> Vorliegender Text
▽

Bislang geht es beim Klimaschutz ja nur sehr langsam voran. Wie kommen Sie damit klar?

Ich schwanke immer wieder zwischen Optimismus und Hoffnung auf der einen und Resignation und Verzweiflung auf der anderen Seite. Was mich deprimiert, ist die weitgehende Untätigkeit von politischen Verantwortlichen. Wissenschaftler:innen sagen schon seit Jahrzehnten, wo die Probleme liegen und was getan werden muss. Die politisch Verantwortlichen wissen das auch, sie haben ja Beraterorganisationen wie den Weltklimarat IPCC. Es fehlt jedoch am Willen, es fehlt an der Umsetzung, weil Investitionen in Klimaschutz und in die ökologische Transformation nach wie vor eher als negativ belastender Kostenfaktor verstanden werden, statt als positive Investitionen in die Zukunft, die es sozial gerecht zu verteilen gilt.

Wie lässt sich das ändern?

Wir müssen unsere Ökonomie so umgestalten, dass wir auf diesem begrenzten Planeten nicht von unendlichem Wachstum träumen. Wenn wir nachhaltig leben möchten, können wir nicht weiterhin mehr Ressourcen verbrauchen als der Planet auch regenerieren kann – daher sollten wir beispielsweise mehr in Kreisläufen wirtschaften. Wir können nicht blind der Logik von kurzfristigem Profit folgen, sondern müssen auf die langfristigen Folgen unseres Handelns achten. Das sogenannte moderne Wirtschaftssystem ist in dieser Form zutiefst ausbeuterisch, verstärkt Ungerechtigkeiten und bewirkt Zerstörung. Daher sollten vorhandene Initiativen zur Verstärkung des ökologischen Umbaus politisch bewusst unterstützt werden.

Was erhoffen Sie sich dabei von der deutschen Politik?

△

> Aufgabe A
Gib an, in wie vielen Zeilen der Einträge die Zeichenfolge „trace“ vorkommt, und nenne nur diese Zahl. Groß- und Kleinschreibung ist dabei zu beachten.
> Aufgabe B
Führe das Interview zum Klimaschutz im Anschluss an seinen letzten Satz weiter.
Die Einträge haben mit dem Interview zum Klimaschutz nichts zu tun.

> Datenzeilen
▽

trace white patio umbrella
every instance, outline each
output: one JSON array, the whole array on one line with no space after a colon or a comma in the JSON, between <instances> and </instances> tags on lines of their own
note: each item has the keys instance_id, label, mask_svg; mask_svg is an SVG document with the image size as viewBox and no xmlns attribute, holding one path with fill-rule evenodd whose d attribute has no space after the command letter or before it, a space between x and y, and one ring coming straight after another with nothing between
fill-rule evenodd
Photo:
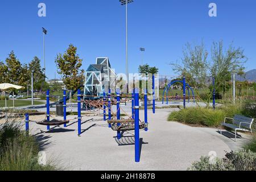
<instances>
[{"instance_id":1,"label":"white patio umbrella","mask_svg":"<svg viewBox=\"0 0 256 182\"><path fill-rule=\"evenodd\" d=\"M21 86L19 85L15 85L11 84L0 84L0 90L3 90L5 93L5 90L9 89L15 89L17 90L19 90L21 89L24 89L24 86ZM14 107L14 94L13 92L13 107ZM5 97L5 107L7 107L7 100L6 97Z\"/></svg>"}]
</instances>

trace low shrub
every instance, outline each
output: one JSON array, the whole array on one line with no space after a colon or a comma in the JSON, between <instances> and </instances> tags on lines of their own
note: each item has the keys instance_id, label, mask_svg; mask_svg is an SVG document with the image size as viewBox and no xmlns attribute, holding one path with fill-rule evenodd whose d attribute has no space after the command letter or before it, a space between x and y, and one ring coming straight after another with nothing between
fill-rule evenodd
<instances>
[{"instance_id":1,"label":"low shrub","mask_svg":"<svg viewBox=\"0 0 256 182\"><path fill-rule=\"evenodd\" d=\"M250 150L254 152L256 152L256 136L254 135L250 142L247 143L244 146L245 150Z\"/></svg>"},{"instance_id":2,"label":"low shrub","mask_svg":"<svg viewBox=\"0 0 256 182\"><path fill-rule=\"evenodd\" d=\"M15 121L0 126L0 171L49 171L56 169L51 163L39 164L39 143Z\"/></svg>"},{"instance_id":3,"label":"low shrub","mask_svg":"<svg viewBox=\"0 0 256 182\"><path fill-rule=\"evenodd\" d=\"M213 110L203 107L188 107L171 113L170 121L177 121L187 124L218 127L225 117L232 118L236 114L255 117L256 103L251 101L238 101L236 104L227 102Z\"/></svg>"},{"instance_id":4,"label":"low shrub","mask_svg":"<svg viewBox=\"0 0 256 182\"><path fill-rule=\"evenodd\" d=\"M189 107L170 114L170 121L178 121L188 124L217 127L225 118L225 113L220 110L204 107Z\"/></svg>"},{"instance_id":5,"label":"low shrub","mask_svg":"<svg viewBox=\"0 0 256 182\"><path fill-rule=\"evenodd\" d=\"M245 101L242 114L247 117L256 118L256 101Z\"/></svg>"},{"instance_id":6,"label":"low shrub","mask_svg":"<svg viewBox=\"0 0 256 182\"><path fill-rule=\"evenodd\" d=\"M202 156L192 163L189 171L255 171L256 153L250 150L232 151L212 163L209 156Z\"/></svg>"}]
</instances>

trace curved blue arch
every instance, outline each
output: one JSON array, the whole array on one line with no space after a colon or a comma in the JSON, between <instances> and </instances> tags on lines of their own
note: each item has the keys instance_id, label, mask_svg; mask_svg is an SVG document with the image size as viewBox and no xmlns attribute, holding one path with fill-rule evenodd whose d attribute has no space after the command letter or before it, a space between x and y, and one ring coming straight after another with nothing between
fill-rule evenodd
<instances>
[{"instance_id":1,"label":"curved blue arch","mask_svg":"<svg viewBox=\"0 0 256 182\"><path fill-rule=\"evenodd\" d=\"M180 82L183 84L183 81L181 81L181 80L175 80L175 81L172 81L171 83L170 83L165 88L163 92L163 98L162 98L162 104L163 104L164 103L164 93L166 93L166 104L168 104L168 92L170 90L170 87L174 85L175 83L176 82ZM195 94L194 94L194 91L193 90L193 89L191 88L191 86L189 86L189 85L188 85L188 84L186 84L186 88L188 89L188 102L189 102L189 97L190 97L190 93L189 93L189 89L191 90L192 93L192 96L193 96L193 101L194 101L194 103L196 102L195 101Z\"/></svg>"}]
</instances>

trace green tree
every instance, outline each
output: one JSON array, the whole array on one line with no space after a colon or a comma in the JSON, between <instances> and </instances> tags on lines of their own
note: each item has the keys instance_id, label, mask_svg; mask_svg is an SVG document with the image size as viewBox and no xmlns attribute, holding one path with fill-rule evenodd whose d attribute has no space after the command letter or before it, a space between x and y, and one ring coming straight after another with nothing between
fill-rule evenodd
<instances>
[{"instance_id":1,"label":"green tree","mask_svg":"<svg viewBox=\"0 0 256 182\"><path fill-rule=\"evenodd\" d=\"M152 75L155 75L155 74L158 73L158 71L159 71L159 69L155 67L151 67L149 68L148 73L150 73Z\"/></svg>"},{"instance_id":2,"label":"green tree","mask_svg":"<svg viewBox=\"0 0 256 182\"><path fill-rule=\"evenodd\" d=\"M3 61L0 61L0 83L5 83L7 78L8 68Z\"/></svg>"},{"instance_id":3,"label":"green tree","mask_svg":"<svg viewBox=\"0 0 256 182\"><path fill-rule=\"evenodd\" d=\"M70 44L63 55L60 53L55 59L58 73L69 90L79 88L84 77L84 71L80 68L82 60L77 54L77 49Z\"/></svg>"},{"instance_id":4,"label":"green tree","mask_svg":"<svg viewBox=\"0 0 256 182\"><path fill-rule=\"evenodd\" d=\"M210 98L207 84L207 75L209 63L207 60L208 52L206 50L204 43L193 46L189 43L183 48L183 57L181 58L181 64L170 64L175 72L186 77L187 82L195 88L202 88L204 94ZM195 89L196 95L199 97L198 89Z\"/></svg>"},{"instance_id":5,"label":"green tree","mask_svg":"<svg viewBox=\"0 0 256 182\"><path fill-rule=\"evenodd\" d=\"M28 83L31 84L31 73L33 73L33 78L34 81L34 86L36 90L42 92L43 84L45 84L45 76L44 73L44 69L41 67L41 61L36 56L35 56L32 60L28 64L29 76Z\"/></svg>"},{"instance_id":6,"label":"green tree","mask_svg":"<svg viewBox=\"0 0 256 182\"><path fill-rule=\"evenodd\" d=\"M150 71L150 67L148 64L141 65L139 67L139 73L141 74L144 74L147 76Z\"/></svg>"},{"instance_id":7,"label":"green tree","mask_svg":"<svg viewBox=\"0 0 256 182\"><path fill-rule=\"evenodd\" d=\"M209 106L213 94L211 77L215 78L216 88L226 86L225 82L230 80L232 73L243 70L242 65L247 59L243 55L243 50L236 48L232 44L225 51L222 41L213 42L210 61L208 60L208 52L203 42L195 46L188 43L183 50L182 64L171 64L171 65L175 72L185 76L190 81L191 86L201 88ZM199 96L198 90L195 92Z\"/></svg>"},{"instance_id":8,"label":"green tree","mask_svg":"<svg viewBox=\"0 0 256 182\"><path fill-rule=\"evenodd\" d=\"M27 65L22 65L16 58L14 51L11 51L6 60L6 82L26 86L28 80Z\"/></svg>"},{"instance_id":9,"label":"green tree","mask_svg":"<svg viewBox=\"0 0 256 182\"><path fill-rule=\"evenodd\" d=\"M246 61L241 48L235 48L231 44L225 51L222 41L213 42L210 73L215 77L217 94L220 94L222 90L226 91L229 89L225 83L231 80L233 72L240 77L245 75L243 65Z\"/></svg>"}]
</instances>

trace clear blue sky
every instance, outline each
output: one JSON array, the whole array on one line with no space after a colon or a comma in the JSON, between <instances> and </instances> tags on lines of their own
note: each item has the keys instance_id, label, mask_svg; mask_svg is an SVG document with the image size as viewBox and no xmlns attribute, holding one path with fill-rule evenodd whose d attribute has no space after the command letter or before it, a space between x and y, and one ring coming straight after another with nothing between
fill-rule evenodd
<instances>
[{"instance_id":1,"label":"clear blue sky","mask_svg":"<svg viewBox=\"0 0 256 182\"><path fill-rule=\"evenodd\" d=\"M47 17L38 16L38 5L47 6ZM217 17L208 15L208 5L217 5ZM129 72L141 63L174 75L168 63L180 59L185 43L204 40L232 41L244 48L246 70L256 68L256 1L254 0L134 0L129 5ZM125 8L119 0L1 0L0 60L14 51L22 63L37 56L43 60L41 28L46 37L46 73L54 78L55 58L69 44L78 47L86 69L96 57L108 56L117 73L125 73ZM42 62L43 65L43 62Z\"/></svg>"}]
</instances>

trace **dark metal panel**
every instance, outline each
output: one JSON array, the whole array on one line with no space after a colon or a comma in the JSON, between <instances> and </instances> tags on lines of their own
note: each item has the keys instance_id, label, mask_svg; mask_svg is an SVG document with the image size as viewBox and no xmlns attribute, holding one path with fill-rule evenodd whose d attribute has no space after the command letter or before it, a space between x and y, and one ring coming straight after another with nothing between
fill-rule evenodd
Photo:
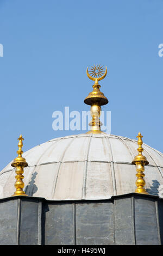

△

> Antwort A
6

> Antwort B
Mit unserem westlichen historischen CO2-Ausstoß tragen wir die Schuld für ganz viel Leid auf der Welt. In vielen Regionen verlieren die Menschen ihre Lebensgrundlagen. Wir tragen das mit und belügen uns mit Schönrederei, verschieben systemische politische Entscheidungen auf das Konsumverhalten von Individuen. Diese tiefen Ungerechtigkeiten machen mich traurig und wütend – weil wir daran etwas ändern können. Wir sind ja nicht ohnmächtig; wir werden ohnmächtig, wenn wir jetzt noch lange warten – wenn sich Klimasysteme und Kipppunkte wie der arktische Permafrostboden so weit verändern, dass wir Menschen darauf keinen Einfluss mehr nehmen können.

Was fordern Sie konkret?

Eigentlich müssten die politisch Verantwortlichen nur die Berichte des Weltklimarates konsequent lesen und entsprechend handeln. Da steht fast alles drin. Stattdessen stuft die EU plötzlich Erdgas und Atomkraft als nachhaltig und finanzierungswürdig ein – gegen recht zähen Widerstand der Bundesregierung, dafür aber auf Druck unter anderem von Frankreich. Das macht mich fassungslos! Der Kollaps der Zivilisation steht vor der Tür. Und den Regierenden fällt nichts Anderes ein, als fossile Energien weiter zu unterstützen?

Und von der Bundesregierung?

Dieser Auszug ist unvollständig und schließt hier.